Ene yang dipangku Ibu tampak menikmati naik delman untuk pertama kalinya. Begitu menikmatinya sampai tak terdengar suaranya hehe... Ekspresinya seperti orang yang terpesona, persis ketika naik angkot (angkutan kota) untuk pertama kalinya di Cilegon hehehe... Kalau buat Uka, ini bukan kali yang pertama. Sebelumnya dia sudah pernah naik delman di Malioboro Jogja, bahkan Uka pernah naik kuda di Bromo. Selama perjalanan naik dokar ini, Uka dan Salma malah ribut mengomentari bau tahi kuda. Maklum, pas kami naiki eh.. kudanya pas BAB hahaha.. Sementara itu, Yusuf tertidur pulas di pangkuan Mbah Hardjo putri. Sepertinya dia serasa di-ayun2 dalam buaian hehe... Lumayanlah, ide dadakan ini mampu mengobati kekecewaan anak2 yang nggak jadi main komidi putar hehe...

Selasa, 01/11/05: Hari ini hari seru! Pagi lihat pemotongan sapi di belakang rumah Mbah Hardjo. Pemotongan sapi ini sudah rutin dilakukan di Manggis tiap tahun sebagai persiapan lebaran.

Jadi sudah menjadi tradisi di Manggis, sejumlah keluarga (biasanya 14-16 keluarga) urunan membeli sapi sebulan ato dua bulan menjelang lebaran untuk dipotong 2 hari menjelang hari H lebaran. Motongnya dilakukan sendiri secara gotong royong di halaman salah satu partisipan.

Pembagian daging sapi dan bagian2 lainnya juga sudah jelas, nggak pernah ada yang protes. Lucunya, bagian buntut yang termasuk mahal kalo di kota dan bisa jadi masakan sop buntut yang terkenal enak itu, di Manggis malah kurang populer hehe.. Untuk bagian kulit sapi, sudah ada pedagang penadahnya yang keliling dari satu lokasi pemotongan ke lokasi pemotongan yang lain. Uang hasil penjualan kulit ini dibagi rata lagi ke para partisipan.

Dengan cara seperti ini, selain terasa sekali kegotongroyongan dan keguyuban warga Manggis (hal yang sudah langka di kota besar), juga harga daging per kilonya jatuhnya lebih murah daripada beli di pasar. Dan yang jelas, terjamin masih fresh lah ya! :)
........
▶ [Petunjuk Tugas]:
1. Tuliskan ulang sebagian kutipan secara persis, dimulai pada kata-kata yang memuat "Jadi sudah menjadi" dan berhenti setelah "salah satu partisipan.".
2. Sebutkan semua bagian sapi yang disebut dalam kutipan terkait pembagian hasil pemotongan.
3. Jawab pertanyaan berikut berdasarkan kutipan:
(a) Di mana Uka pernah naik kuda?
(b) Biasanya berapa keluarga yang urunan membeli sapi di Manggis?
(c) Kepada siapa uang hasil penjualan kulit sapi dibagikan?

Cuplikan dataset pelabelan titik
........
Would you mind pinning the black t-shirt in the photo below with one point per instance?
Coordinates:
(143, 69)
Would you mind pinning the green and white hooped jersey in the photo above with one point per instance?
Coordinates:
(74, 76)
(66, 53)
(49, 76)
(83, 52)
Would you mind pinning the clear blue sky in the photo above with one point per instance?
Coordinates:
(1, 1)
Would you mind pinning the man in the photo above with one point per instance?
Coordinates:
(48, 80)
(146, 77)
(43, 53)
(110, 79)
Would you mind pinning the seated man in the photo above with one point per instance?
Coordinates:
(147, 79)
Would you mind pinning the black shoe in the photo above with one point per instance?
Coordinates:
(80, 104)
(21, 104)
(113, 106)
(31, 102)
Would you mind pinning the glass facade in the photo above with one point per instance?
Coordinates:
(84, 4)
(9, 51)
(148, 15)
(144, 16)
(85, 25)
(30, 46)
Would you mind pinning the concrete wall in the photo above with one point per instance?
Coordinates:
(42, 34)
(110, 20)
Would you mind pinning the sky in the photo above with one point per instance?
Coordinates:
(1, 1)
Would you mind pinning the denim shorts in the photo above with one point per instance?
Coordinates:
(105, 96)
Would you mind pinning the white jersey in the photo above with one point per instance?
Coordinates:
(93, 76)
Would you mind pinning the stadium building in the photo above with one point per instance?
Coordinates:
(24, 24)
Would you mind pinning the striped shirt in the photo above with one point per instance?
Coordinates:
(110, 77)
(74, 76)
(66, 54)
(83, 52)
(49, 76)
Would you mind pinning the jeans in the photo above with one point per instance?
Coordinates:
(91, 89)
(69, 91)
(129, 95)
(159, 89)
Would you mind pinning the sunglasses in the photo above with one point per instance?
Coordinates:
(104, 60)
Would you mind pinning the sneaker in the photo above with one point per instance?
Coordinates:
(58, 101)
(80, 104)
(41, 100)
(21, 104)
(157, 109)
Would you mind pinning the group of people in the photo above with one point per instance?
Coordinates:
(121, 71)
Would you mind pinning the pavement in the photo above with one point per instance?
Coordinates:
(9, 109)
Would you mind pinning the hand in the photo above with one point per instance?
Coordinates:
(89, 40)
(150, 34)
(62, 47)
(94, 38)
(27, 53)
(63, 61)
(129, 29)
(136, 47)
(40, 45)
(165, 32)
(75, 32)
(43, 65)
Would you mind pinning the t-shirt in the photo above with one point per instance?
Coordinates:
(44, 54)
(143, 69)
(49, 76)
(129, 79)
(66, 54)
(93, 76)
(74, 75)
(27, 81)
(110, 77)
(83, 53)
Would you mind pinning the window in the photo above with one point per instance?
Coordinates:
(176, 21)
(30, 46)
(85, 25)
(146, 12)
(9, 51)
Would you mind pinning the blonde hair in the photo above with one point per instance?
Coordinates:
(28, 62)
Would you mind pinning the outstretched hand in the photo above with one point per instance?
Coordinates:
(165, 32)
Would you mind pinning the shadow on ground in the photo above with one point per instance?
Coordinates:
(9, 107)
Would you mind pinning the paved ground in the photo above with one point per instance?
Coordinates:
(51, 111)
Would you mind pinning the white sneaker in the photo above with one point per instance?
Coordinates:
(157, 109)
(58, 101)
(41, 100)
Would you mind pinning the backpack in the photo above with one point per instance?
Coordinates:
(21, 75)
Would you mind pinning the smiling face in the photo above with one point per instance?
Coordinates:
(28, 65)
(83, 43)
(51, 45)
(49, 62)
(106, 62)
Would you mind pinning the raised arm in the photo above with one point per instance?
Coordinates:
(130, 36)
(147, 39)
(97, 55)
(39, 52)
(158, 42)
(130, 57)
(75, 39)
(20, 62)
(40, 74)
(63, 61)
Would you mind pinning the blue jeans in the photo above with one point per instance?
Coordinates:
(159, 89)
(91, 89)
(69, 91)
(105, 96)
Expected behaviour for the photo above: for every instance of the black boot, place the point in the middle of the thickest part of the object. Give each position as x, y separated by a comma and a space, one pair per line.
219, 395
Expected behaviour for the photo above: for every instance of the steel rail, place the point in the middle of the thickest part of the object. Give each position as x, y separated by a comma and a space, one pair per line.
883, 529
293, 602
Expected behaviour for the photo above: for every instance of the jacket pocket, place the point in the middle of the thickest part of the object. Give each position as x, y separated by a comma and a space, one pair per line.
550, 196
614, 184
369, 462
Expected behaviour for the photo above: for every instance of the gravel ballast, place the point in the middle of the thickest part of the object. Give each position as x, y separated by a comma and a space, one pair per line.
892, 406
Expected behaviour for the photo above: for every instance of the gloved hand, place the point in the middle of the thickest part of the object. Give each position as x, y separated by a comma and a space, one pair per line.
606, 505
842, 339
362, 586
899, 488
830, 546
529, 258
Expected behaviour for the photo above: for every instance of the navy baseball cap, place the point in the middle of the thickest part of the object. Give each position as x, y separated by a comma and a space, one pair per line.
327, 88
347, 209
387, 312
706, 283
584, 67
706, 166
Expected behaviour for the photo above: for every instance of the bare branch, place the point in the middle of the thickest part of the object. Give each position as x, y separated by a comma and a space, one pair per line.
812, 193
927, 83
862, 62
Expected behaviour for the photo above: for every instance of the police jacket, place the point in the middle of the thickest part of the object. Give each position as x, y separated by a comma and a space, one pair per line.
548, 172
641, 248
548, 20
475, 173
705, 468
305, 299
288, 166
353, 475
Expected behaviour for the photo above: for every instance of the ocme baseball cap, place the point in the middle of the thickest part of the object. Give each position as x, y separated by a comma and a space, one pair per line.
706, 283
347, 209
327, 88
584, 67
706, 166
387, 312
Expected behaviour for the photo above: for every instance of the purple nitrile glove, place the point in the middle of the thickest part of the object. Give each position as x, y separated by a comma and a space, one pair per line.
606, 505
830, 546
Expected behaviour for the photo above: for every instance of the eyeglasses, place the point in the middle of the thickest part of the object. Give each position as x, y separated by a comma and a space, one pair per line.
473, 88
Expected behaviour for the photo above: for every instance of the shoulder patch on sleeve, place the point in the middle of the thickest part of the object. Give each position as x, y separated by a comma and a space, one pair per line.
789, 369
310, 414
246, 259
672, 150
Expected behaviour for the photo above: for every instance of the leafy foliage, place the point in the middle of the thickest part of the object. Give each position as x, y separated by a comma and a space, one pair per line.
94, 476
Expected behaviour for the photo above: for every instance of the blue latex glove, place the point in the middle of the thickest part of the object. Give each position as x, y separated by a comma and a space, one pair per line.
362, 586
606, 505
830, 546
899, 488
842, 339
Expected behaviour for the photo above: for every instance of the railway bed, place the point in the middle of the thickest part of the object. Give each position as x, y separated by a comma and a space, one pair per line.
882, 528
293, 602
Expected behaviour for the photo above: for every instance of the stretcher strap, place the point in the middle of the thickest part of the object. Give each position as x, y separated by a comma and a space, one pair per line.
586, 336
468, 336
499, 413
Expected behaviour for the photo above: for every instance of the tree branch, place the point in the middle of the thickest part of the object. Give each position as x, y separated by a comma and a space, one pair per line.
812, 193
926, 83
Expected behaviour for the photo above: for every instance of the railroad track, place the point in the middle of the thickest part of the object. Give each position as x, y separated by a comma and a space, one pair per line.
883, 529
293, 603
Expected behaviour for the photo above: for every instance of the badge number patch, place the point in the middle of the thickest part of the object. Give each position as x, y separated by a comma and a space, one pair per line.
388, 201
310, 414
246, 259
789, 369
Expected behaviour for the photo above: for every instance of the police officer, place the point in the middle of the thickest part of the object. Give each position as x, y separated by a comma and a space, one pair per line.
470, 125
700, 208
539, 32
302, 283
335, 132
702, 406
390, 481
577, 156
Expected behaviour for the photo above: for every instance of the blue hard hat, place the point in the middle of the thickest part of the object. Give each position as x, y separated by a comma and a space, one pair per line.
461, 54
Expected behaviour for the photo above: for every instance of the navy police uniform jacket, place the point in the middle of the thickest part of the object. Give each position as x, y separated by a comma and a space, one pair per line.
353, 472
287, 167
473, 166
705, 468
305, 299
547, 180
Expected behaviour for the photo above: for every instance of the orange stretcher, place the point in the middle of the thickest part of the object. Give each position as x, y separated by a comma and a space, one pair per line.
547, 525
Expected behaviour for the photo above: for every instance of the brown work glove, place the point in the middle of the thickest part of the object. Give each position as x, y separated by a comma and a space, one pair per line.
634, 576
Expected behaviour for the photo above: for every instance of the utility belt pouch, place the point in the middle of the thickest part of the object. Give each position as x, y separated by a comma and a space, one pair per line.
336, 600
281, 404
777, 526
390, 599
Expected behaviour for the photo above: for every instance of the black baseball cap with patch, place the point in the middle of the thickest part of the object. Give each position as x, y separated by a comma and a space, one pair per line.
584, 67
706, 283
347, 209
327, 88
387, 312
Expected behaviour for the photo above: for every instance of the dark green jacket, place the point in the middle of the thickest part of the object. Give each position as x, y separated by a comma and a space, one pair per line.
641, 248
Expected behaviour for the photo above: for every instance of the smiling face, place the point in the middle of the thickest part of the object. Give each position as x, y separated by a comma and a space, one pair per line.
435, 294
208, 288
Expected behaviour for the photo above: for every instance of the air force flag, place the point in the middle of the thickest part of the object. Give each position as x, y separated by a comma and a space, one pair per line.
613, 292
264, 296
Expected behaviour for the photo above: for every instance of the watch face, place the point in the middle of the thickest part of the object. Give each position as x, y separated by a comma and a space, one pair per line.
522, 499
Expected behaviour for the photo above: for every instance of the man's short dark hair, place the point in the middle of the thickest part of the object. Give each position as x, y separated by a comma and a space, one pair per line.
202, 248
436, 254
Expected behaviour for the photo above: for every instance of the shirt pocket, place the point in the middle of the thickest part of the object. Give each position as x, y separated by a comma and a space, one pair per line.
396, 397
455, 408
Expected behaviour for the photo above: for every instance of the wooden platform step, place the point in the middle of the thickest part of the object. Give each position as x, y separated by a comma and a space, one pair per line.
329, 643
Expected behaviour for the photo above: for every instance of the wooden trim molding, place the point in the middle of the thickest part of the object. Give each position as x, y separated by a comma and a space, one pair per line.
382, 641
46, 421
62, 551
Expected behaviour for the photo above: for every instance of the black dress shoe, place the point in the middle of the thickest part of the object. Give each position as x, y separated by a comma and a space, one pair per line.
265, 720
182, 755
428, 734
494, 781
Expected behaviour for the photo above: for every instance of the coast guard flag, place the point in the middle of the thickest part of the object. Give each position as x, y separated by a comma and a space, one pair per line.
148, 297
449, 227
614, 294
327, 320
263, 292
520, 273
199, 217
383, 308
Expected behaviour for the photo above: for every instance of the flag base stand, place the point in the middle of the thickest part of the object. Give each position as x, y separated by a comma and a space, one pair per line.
........
▶ [Jawaban Tiap Tugas]:
1.
Jadi sudah menjadi tradisi di Manggis, sejumlah keluarga (biasanya 14-16 keluarga) urunan membeli sapi sebulan ato dua bulan menjelang lebaran untuk dipotong 2 hari menjelang hari H lebaran. Motongnya dilakukan sendiri secara gotong royong di halaman salah satu partisipan.

2. Daging, buntut, kulit

3.
(a) Di Bromo.
(b) Biasanya 14-16 keluarga.
(c) Dibagi rata kepada para partisipan.